# [ACTIVITY]
In the passage on Iranian women and violence against women, what dates does the "Orange the World" campaign run between?

In recent years, especially over the past decade, as women’s communication with the world beyond the Iranian borders developed and levels of education and awareness rose and women’s movements and organizations became more active, it has become clear to Iranian women that the way to fight violence against women is not paved through crying and moaning in courts or trying to escape from their husbands or a criminal sentence through pleading to different media; rather, the way out is to fight the selfsame Law that endorses the violence against women. When its interests are involved, the regime has no qualms about using the Islamic law to silence women by threatening them with moral scandals; Islamic law is based on Islamic principles and thus possesses great executive power in any Muslim majority country.
November 25 was recognized by the UN as the international day for the elimination of violence against women and the ‘Orange the World’ campaign, lasting from that day until December 10, is an effort to eliminate violence against women.
Violence against women is allowed, executed and supported by Iranian law. Therefore, Iranian women have realized that in order to paint their world orange, they would need to leave these Islamic laws behind. By creating ‘an orange November’, Iranian women were witnessed not only as companions and members of the society, but they came to the streets as leaders to claim their rights through breaking taboos and fighting misogynistic laws.
In Eastern cultures, there is always a sacred aura surrounding a woman and therefore, an enlightened woman's invitation of other social activists and protesters to claim their civil rights can have a deep and great repercussion. Even after the protests die down, this woman ceases to be silenced and raises her voice as a mourning mother or sister and continues her fight for freedom. This is how numerous mothers have reacted to the deaths of their children, and instead of drawing back, they have gathered together to voice their and their children’s protest to the world they want to paint orange.
An orange world filled with civilized, happy and equal people is certainly a better place, provided that this color, a symbol of the battle against the violence against women, resonates with the heart and soul and especially the laws of every country.

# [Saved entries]
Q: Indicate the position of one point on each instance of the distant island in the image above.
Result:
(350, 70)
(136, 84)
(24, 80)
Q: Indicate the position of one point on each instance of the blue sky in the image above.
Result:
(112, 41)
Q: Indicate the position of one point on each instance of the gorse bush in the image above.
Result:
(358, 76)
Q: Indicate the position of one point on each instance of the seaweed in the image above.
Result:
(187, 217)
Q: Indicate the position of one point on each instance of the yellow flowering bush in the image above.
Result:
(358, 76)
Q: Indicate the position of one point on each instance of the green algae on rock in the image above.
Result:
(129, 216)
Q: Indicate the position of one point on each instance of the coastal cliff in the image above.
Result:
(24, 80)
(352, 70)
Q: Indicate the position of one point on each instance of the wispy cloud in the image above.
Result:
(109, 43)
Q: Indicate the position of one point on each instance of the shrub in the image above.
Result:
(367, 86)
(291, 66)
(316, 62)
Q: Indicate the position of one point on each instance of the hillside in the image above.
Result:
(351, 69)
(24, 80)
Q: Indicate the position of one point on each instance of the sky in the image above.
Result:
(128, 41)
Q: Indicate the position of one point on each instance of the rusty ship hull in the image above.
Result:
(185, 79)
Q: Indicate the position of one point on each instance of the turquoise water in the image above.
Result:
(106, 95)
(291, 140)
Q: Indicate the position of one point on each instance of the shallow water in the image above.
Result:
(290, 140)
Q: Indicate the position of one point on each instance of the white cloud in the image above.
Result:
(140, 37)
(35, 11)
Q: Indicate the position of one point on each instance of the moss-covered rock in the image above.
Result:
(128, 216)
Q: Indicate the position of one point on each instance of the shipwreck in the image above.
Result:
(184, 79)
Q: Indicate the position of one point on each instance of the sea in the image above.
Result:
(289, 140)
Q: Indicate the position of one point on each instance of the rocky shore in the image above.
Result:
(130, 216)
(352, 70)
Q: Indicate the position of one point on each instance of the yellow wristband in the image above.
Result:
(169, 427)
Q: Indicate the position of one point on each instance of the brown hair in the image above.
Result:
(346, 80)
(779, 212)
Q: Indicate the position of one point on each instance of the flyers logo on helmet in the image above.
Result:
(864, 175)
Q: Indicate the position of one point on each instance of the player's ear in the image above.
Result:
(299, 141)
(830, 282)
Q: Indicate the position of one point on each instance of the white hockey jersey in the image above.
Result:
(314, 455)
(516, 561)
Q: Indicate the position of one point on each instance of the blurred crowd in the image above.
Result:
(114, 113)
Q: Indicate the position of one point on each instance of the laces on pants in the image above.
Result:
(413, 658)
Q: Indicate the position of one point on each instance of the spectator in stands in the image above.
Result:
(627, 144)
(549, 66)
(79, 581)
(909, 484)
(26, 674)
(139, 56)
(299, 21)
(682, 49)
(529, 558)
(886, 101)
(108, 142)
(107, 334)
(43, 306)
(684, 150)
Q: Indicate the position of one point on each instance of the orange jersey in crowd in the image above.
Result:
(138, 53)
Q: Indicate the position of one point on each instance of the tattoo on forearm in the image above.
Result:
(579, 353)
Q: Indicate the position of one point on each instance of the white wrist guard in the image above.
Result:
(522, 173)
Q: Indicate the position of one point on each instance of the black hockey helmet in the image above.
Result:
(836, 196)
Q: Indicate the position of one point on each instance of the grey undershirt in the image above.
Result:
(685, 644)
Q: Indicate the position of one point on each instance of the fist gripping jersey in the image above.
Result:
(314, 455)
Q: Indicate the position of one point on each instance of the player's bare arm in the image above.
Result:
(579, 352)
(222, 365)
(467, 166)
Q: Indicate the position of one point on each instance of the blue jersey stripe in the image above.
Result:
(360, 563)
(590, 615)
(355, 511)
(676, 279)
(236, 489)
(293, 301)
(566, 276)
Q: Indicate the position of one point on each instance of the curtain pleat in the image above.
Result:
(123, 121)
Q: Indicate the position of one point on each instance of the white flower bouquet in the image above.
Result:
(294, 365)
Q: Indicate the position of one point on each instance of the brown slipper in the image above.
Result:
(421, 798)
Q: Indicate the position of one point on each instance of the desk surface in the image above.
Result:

# [ANSWER TO THE EXERCISE]
From November 25 to December 10.